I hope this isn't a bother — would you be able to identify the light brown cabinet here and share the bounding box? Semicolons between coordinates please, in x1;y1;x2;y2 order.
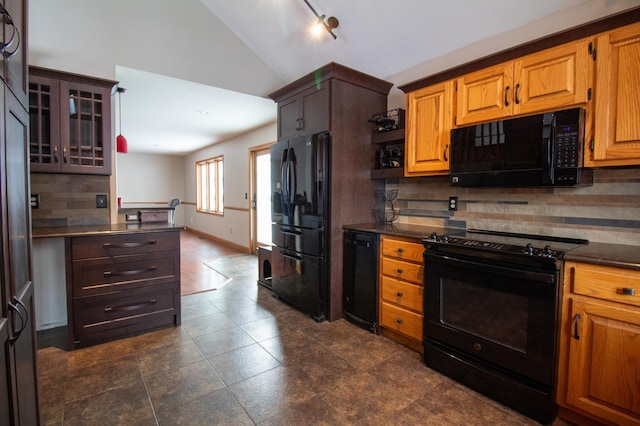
379;235;424;352
585;23;640;166
456;39;593;126
65;230;181;349
558;262;640;425
29;67;117;175
404;80;454;177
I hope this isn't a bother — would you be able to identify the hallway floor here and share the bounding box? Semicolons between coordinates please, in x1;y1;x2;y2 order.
38;231;566;426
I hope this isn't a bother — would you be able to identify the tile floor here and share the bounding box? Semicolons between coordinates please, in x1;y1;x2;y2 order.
38;231;566;426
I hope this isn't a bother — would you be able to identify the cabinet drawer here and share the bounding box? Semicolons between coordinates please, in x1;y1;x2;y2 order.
380;302;422;341
380;276;423;313
382;257;424;285
71;231;180;260
73;283;180;339
72;251;180;297
382;238;424;263
568;263;640;306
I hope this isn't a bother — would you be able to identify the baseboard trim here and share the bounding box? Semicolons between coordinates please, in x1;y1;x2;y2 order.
185;226;251;254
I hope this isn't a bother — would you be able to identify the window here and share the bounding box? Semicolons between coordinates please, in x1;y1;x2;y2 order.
196;155;224;214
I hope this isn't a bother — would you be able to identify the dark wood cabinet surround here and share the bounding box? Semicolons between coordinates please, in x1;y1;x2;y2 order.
269;63;392;321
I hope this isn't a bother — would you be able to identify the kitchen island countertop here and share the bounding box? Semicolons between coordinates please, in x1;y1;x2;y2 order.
31;222;184;239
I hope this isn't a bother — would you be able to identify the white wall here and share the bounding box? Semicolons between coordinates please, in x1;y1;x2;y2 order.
183;123;277;250
116;153;186;225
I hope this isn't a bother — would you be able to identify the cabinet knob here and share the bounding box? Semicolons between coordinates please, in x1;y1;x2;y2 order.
621;287;636;296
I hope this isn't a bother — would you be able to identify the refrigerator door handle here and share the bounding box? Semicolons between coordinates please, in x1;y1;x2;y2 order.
280;251;302;262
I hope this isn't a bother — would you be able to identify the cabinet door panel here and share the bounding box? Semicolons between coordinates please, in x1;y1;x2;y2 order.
513;40;591;114
567;299;640;424
278;97;300;139
456;62;514;126
404;81;453;176
587;23;640;166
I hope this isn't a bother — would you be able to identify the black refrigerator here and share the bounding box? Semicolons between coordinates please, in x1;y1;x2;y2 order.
270;132;330;321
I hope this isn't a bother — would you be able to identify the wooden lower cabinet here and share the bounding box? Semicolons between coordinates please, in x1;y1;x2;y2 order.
65;231;180;349
379;235;424;352
558;262;640;425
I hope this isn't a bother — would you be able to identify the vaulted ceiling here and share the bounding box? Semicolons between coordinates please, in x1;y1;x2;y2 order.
29;0;640;155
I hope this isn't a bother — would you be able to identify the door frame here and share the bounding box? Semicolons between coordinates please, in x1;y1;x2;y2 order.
249;141;276;253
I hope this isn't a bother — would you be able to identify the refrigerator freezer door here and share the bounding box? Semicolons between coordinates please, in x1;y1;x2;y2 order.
271;246;326;321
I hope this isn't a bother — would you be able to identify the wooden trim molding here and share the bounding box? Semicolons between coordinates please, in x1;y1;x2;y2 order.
398;7;640;93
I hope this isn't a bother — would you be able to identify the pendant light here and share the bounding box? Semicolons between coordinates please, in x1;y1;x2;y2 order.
116;87;129;154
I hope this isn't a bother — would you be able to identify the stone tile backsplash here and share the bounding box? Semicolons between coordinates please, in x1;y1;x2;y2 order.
386;169;640;245
31;173;111;228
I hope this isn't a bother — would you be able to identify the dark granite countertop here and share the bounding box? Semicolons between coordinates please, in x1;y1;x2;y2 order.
564;243;640;270
342;223;448;240
31;222;184;238
342;223;640;270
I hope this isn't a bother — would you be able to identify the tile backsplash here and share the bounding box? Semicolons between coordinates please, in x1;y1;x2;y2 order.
31;173;111;228
385;169;640;245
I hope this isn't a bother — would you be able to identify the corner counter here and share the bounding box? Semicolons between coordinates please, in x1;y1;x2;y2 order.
32;222;183;349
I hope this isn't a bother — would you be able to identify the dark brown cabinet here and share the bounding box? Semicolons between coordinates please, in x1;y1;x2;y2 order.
65;230;180;349
29;67;117;175
0;13;40;425
278;83;330;139
269;63;392;321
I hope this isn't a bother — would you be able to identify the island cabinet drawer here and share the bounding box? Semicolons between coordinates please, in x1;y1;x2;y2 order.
565;262;640;306
382;237;424;263
382;257;424;285
380;301;422;340
73;283;180;343
380;275;423;313
72;251;180;297
70;231;180;260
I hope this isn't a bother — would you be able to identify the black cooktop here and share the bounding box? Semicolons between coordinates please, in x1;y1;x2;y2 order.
423;229;589;259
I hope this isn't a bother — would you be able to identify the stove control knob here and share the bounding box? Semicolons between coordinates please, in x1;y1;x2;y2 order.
524;243;534;256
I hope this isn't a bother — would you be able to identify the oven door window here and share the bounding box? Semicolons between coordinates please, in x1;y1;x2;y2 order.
424;256;558;383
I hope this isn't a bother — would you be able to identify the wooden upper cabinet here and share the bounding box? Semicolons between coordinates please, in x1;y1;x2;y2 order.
585;23;640;166
278;82;331;139
404;80;454;177
456;39;592;126
29;67;117;175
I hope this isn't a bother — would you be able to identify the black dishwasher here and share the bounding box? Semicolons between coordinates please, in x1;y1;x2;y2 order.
342;230;378;334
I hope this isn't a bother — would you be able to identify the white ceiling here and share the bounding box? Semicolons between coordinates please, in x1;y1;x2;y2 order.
29;0;640;155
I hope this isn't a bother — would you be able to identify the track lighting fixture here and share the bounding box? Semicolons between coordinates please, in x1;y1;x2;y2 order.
304;0;339;40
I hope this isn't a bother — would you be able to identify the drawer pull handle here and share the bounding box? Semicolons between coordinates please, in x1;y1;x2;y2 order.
573;314;580;340
102;240;156;249
104;299;158;314
103;266;158;278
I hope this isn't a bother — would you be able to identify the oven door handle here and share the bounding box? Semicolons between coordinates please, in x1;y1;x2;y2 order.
424;250;556;284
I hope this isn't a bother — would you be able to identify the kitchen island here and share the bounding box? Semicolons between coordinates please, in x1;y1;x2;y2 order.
33;222;182;349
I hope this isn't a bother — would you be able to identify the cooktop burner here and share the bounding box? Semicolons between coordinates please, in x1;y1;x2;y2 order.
424;229;589;259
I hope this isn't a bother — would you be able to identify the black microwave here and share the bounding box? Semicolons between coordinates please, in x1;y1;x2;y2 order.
449;108;593;187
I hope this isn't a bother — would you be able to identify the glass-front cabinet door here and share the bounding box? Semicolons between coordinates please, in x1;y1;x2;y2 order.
60;81;111;174
29;67;116;175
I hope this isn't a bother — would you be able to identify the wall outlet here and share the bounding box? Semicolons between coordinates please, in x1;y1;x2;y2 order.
449;197;458;211
31;194;40;209
96;194;107;209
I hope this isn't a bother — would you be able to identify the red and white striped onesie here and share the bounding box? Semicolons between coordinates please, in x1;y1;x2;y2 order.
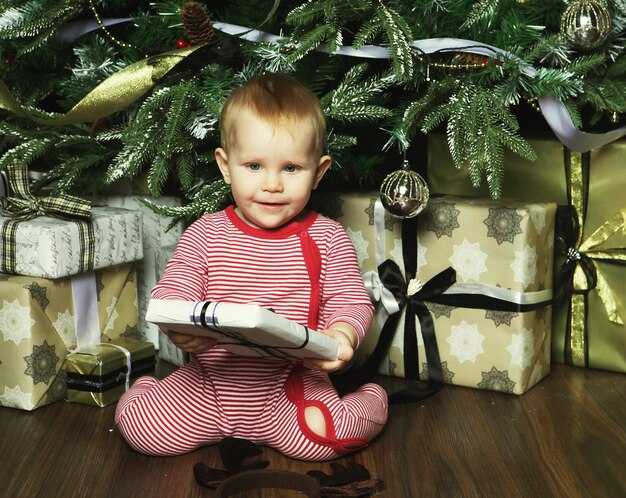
★ ★ ★ ★ ★
과제 목표:
위 데이터 전체를 JSON 문자열 목록으로 변환하세요. 각 줄을 문자열 하나로 만들고 빈 줄은 빼되, 그림은 답에 넣지 마세요.

아래 답변:
[
  "I hope this isn't a bother — would you be able to identify the light brown cabinet here and share the bounding box? Semicolons between coordinates please, in x1;y1;x2;y2 order.",
  "379;235;424;352",
  "585;23;640;166",
  "456;39;593;126",
  "65;230;181;349",
  "558;262;640;425",
  "29;67;117;175",
  "404;80;454;177",
  "I hope this isn't a bother — would you be able to identify the hallway floor here and share the bounding box? Semicolons between coordinates please, in x1;y1;x2;y2 order.",
  "38;231;566;426",
  "I hope this isn't a bother — would you be able to identify the tile floor here and share the bounding box? Semicolons between coordinates please, in x1;y1;x2;y2 order.",
  "38;231;566;426",
  "I hope this isn't a bother — would you be able to identify the cabinet drawer here and share the bounding box? Semicolons between coordinates please, in x1;y1;x2;y2 order.",
  "380;302;422;341",
  "380;276;423;313",
  "382;257;424;285",
  "71;231;180;260",
  "73;283;180;339",
  "72;251;180;297",
  "382;238;424;263",
  "568;263;640;306",
  "I hope this isn't a bother — would you be able to identify the baseboard trim here and share the bounding box? Semicolons between coordinates please, in x1;y1;x2;y2 order.",
  "185;226;251;254",
  "I hope this isn't a bother — would you be able to identify the window here and share the bounding box? Semicolons between coordinates please, in x1;y1;x2;y2 order.",
  "196;155;224;214",
  "I hope this isn't a bother — would you be able to identify the dark wood cabinet surround here and share the bounding box? Semicolons between coordinates please, in x1;y1;x2;y2 order.",
  "269;63;392;321",
  "I hope this isn't a bother — would you be able to identify the kitchen island countertop here and share the bounding box? Semicolons between coordinates please, in x1;y1;x2;y2 order.",
  "31;222;184;239",
  "I hope this isn't a bother — would you be able to identify the white wall here and share the bounding box? Semicolons between coordinates please, in x1;y1;x2;y2 order.",
  "183;123;277;250",
  "116;153;186;225",
  "I hope this isn't a bother — would you be able to identify the cabinet knob here and share the bounding box? Semicolons between coordinates please, in x1;y1;x2;y2 order.",
  "621;287;636;296",
  "I hope this isn't a bother — would you be able to identify the refrigerator door handle here and share the bounding box? Semicolons between coordinates please, in x1;y1;x2;y2 order.",
  "280;251;302;262",
  "I hope this isn't a bother — would you be able to identify the cabinet door panel here and share the bounding box? Semicolons between coordinates please, in x1;y1;x2;y2 order.",
  "513;40;591;114",
  "567;299;640;424",
  "278;97;300;139",
  "456;62;514;126",
  "404;81;453;176",
  "587;23;640;166",
  "I hope this isn't a bother — would you be able to identify the black refrigerator here and share the bounding box? Semicolons between coordinates please, in x1;y1;x2;y2 order.",
  "270;132;330;321",
  "I hope this isn't a bother — would you be able to identify the wooden lower cabinet here and share the bounding box? Semicolons between coordinates please, in x1;y1;x2;y2 order.",
  "65;231;180;349",
  "379;235;424;352",
  "558;262;640;425",
  "I hope this isn't a bother — would you be able to identify the vaulted ceiling here and share the bounding box? Semicolons between coordinates please, in x1;y1;x2;y2 order.",
  "29;0;640;155",
  "I hope this isn't a bother — would you be able to identify the door frame here and share the bounding box? Semicolons between coordinates please, in x1;y1;x2;y2 order.",
  "249;141;276;253",
  "I hope this isn't a bother — would you be able to identify the refrigerator freezer door here and share the bounding box? Semicolons between coordinates please, in x1;y1;x2;y2 order.",
  "271;246;326;321",
  "I hope this isn't a bother — would you be able to identify the wooden trim molding here and share the bounding box? Semicolons between coordinates please, in x1;y1;x2;y2 order.",
  "398;7;640;93",
  "I hope this isn't a bother — would you be able to identify the pendant light here and share the bounding box? Semicolons between coordinates please, in x1;y1;x2;y2 order.",
  "116;87;129;154",
  "I hope this isn't a bother — would you be able to identify the stone tile backsplash here and share the bounding box? Semicolons between coordinates please, in x1;y1;x2;y2 order.",
  "386;169;640;245",
  "31;173;111;228",
  "I hope this isn't a bother — would you be able to identify the dark granite countertop here and share the bounding box? Semicolons between coordinates please, in x1;y1;x2;y2 order.",
  "564;243;640;270",
  "342;223;448;240",
  "31;222;184;238",
  "342;223;640;270",
  "I hope this isn't a bother — would you be able to identify the tile backsplash here and share the bounding box? Semicolons between coordinates please, in x1;y1;x2;y2 order.",
  "31;173;111;228",
  "385;169;640;245",
  "I hope this isn't a bother — would you be able to identify the corner counter here and share the bounding box? Semicolons between coordinates please, in x1;y1;x2;y2 order.",
  "32;222;183;349",
  "I hope this isn't a bother — would you be able to identify the dark brown cabinet here and share the bounding box? Semicolons between coordinates please, in x1;y1;x2;y2 order.",
  "65;230;180;349",
  "29;67;117;175",
  "0;13;40;425",
  "278;83;330;139",
  "269;63;392;321",
  "I hope this isn't a bother — would you be able to identify the island cabinet drawer here and share the bounding box? Semicolons between coordinates please, in x1;y1;x2;y2 order.",
  "565;262;640;306",
  "382;237;424;263",
  "382;257;424;285",
  "380;301;422;340",
  "73;283;180;343",
  "380;275;423;313",
  "72;251;180;297",
  "70;231;180;260",
  "I hope this isn't a bother — would you be able to identify the black cooktop here and share the bounding box? Semicolons between coordinates please, in x1;y1;x2;y2 order.",
  "423;229;589;259",
  "I hope this isn't a bother — would you be able to identify the stove control knob here and share the bounding box? Semicolons between coordinates please, in x1;y1;x2;y2 order.",
  "524;243;534;256",
  "I hope this isn't a bother — would you be able to identify the oven door window here and share the bounding box? Semicolons between coordinates please, in x1;y1;x2;y2 order.",
  "424;256;558;383",
  "I hope this isn't a bother — would you be able to identify the wooden upper cabinet here and share the bounding box? Semicolons between coordinates please, in x1;y1;x2;y2 order.",
  "585;23;640;166",
  "278;82;331;139",
  "404;80;454;177",
  "456;39;592;126",
  "29;67;117;175",
  "I hope this isn't a bother — would you be able to identify the black dishwasher here and share the bounding box? Semicolons between coordinates please, in x1;y1;x2;y2 order.",
  "342;230;378;334",
  "I hope this isn't a bother — would you be able to identify the white ceiling here and share the bounding box? Semicolons between coordinates please, in x1;y1;x2;y2 order.",
  "29;0;640;155",
  "I hope this isn't a bother — would you be able to identify the track lighting fixture here and share the bounding box? Semicolons between coordinates please, in x1;y1;x2;y2 order.",
  "304;0;339;40",
  "I hope this isn't a bother — would you be able to identify the drawer pull handle here and share the bounding box? Semicolons between coordinates please, in x1;y1;x2;y2 order.",
  "573;314;580;340",
  "102;240;156;249",
  "104;299;158;314",
  "103;266;158;278",
  "I hope this isn't a bother — would you be able to identify the oven door handle here and share the bounding box? Semicolons between coordinates please, in x1;y1;x2;y2 order.",
  "424;250;556;284",
  "I hope this isn't a bother — would you be able to identify the kitchen island here and share the bounding box? Semicolons between coordinates please, in x1;y1;x2;y2 order.",
  "33;222;182;349",
  "I hope this isn't a bother — would you be able to identify the cooktop burner here and share the bounding box? Semicolons between coordinates please, in x1;y1;x2;y2 order.",
  "424;229;589;259",
  "I hope this isn't a bother — would you be able to identify the black microwave here and share the bounding box? Semicolons between coordinates please, in x1;y1;x2;y2 order.",
  "449;108;593;187",
  "I hope this isn't a bother — would you be able to identify the glass-front cabinet door here and share the bounding box? Semicolons between coordinates please, in x1;y1;x2;y2 order.",
  "60;81;111;174",
  "29;67;116;175",
  "I hope this isn't a bother — would you be able to identify the wall outlet here and share the bounding box? Semicolons between coordinates please, in x1;y1;x2;y2 order.",
  "449;197;458;211",
  "31;194;40;209",
  "96;194;107;209",
  "I hope this isn't a bother — would you be able to identify the red and white striped onesie here and share the bounding box? Semicolons between coordinates please, in x1;y1;x2;y2 order."
]